### Tasks and exercises
1) In the post about the Oxford proctor elections, list everything the sentence beginning "Yes, at 1.45 pm" says "we can" do at the meeting.
2) In the post about the Oxford proctor elections, why does the writer dismiss the phrase "entitled under Council Regulations"?
3) According to the post about the Oxford proctor elections, who is the Master of Balliol College?

Thursday, February 09, 2006

Post Hock Ergo Proctor Hock

Okay, gang, are you up for the big one?

According to today’s edition of the Oxford University Gazette, there are shortly to be Elections of Proctors, with all the heart-in-mouth suspense, all the pulse-pounding excitement, that such events invariably stir up.

And would you Adam-and-Eve it? The Master of Balliol College, Dr Andrew Graham, whose dad created Poldark (a tasteless canned meat, popular in wartime), is flinging wide the doors and pleading with us all to join in.

Yes, at 1.45 pm on Wednesday 8 March it’s come-one, come-all, to Balliol’s Old Senior Common Room – the scene of so many historic events that no one has ever heard of – and we can roll up our sleeves, spit on our hands, get stuck in and elect more Proctors than there are grains of sand in a college pudding.

To be precise:

All members of Balliol College entitled under Council Regulations to vote (Council Regulations 21 of 2002, Gazette, Vol. 132, p. 1419) are hereby invited to attend.


Ignore that waffle about ‘entitled under Council Regulations’. It seems to me that the criteria of entitlement specified in Section 13 of Council Regulations 21 of 2002 are capable of more than one interpretation, especially if you don’t read them, which I certainly don’t intend to do.

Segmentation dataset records
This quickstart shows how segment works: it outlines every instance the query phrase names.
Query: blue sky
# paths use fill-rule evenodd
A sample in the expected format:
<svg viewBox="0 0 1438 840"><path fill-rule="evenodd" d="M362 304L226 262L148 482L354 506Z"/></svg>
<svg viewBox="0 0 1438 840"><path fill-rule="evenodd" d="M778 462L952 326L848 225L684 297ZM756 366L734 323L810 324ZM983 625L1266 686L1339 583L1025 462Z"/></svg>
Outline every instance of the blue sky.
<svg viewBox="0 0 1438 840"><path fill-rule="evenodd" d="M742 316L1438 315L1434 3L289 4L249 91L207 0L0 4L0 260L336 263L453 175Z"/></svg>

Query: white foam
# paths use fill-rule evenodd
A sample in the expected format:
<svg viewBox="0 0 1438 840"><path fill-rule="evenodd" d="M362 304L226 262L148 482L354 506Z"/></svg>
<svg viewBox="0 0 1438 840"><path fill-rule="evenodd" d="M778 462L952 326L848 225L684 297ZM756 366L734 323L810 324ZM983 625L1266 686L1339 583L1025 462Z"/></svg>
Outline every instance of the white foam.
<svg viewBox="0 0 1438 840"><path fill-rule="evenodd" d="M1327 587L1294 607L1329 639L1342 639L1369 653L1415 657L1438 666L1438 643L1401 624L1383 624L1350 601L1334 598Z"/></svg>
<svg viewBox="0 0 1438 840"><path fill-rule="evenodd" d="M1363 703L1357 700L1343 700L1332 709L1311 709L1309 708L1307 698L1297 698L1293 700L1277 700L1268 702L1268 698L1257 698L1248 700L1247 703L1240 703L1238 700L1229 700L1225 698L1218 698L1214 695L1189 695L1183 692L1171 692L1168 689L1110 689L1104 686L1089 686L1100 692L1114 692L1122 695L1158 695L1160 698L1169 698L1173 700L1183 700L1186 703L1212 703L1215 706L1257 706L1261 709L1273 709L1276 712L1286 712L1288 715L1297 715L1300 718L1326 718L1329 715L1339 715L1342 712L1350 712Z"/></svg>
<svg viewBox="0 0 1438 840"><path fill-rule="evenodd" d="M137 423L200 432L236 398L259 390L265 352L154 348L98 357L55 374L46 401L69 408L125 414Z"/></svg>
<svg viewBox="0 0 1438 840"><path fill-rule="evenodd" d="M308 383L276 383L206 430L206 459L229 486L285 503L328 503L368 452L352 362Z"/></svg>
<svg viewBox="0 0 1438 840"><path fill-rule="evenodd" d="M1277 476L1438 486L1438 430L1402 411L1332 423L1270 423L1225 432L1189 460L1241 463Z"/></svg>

### Task-by-task answers
1)
- roll up our sleeves
- spit on our hands
- get stuck in
- elect more Proctors than there are grains of sand in a college pudding

2) The writer says the entitlement criteria in Section 13 of Council Regulations 21 of 2002 seem open to more than one interpretation. This is especially so if you don't read them, and the writer does not intend to read them.

3) Dr Andrew Graham.